[Given data — start]

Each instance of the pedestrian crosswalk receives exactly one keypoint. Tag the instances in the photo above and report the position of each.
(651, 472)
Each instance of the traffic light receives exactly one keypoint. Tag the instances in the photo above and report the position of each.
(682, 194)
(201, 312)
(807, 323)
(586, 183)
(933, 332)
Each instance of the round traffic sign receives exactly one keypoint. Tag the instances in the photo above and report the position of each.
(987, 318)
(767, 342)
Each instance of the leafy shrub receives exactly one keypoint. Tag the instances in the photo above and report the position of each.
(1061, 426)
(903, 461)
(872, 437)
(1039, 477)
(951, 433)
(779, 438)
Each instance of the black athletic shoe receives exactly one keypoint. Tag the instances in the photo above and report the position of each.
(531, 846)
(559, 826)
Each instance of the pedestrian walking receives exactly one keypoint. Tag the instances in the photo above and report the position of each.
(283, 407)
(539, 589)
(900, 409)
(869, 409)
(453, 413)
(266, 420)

[Given data — finish]

Exercise
Please retype exactly the line containing "Each instance of the pedestrian walking" and each line after it to the end of the records, and nothing more.

Finished task
Each instance of the pedestrian walking receives exactly one keypoint. Tag the instances in the photo above and report the position of each.
(283, 407)
(539, 589)
(900, 409)
(869, 409)
(453, 413)
(266, 420)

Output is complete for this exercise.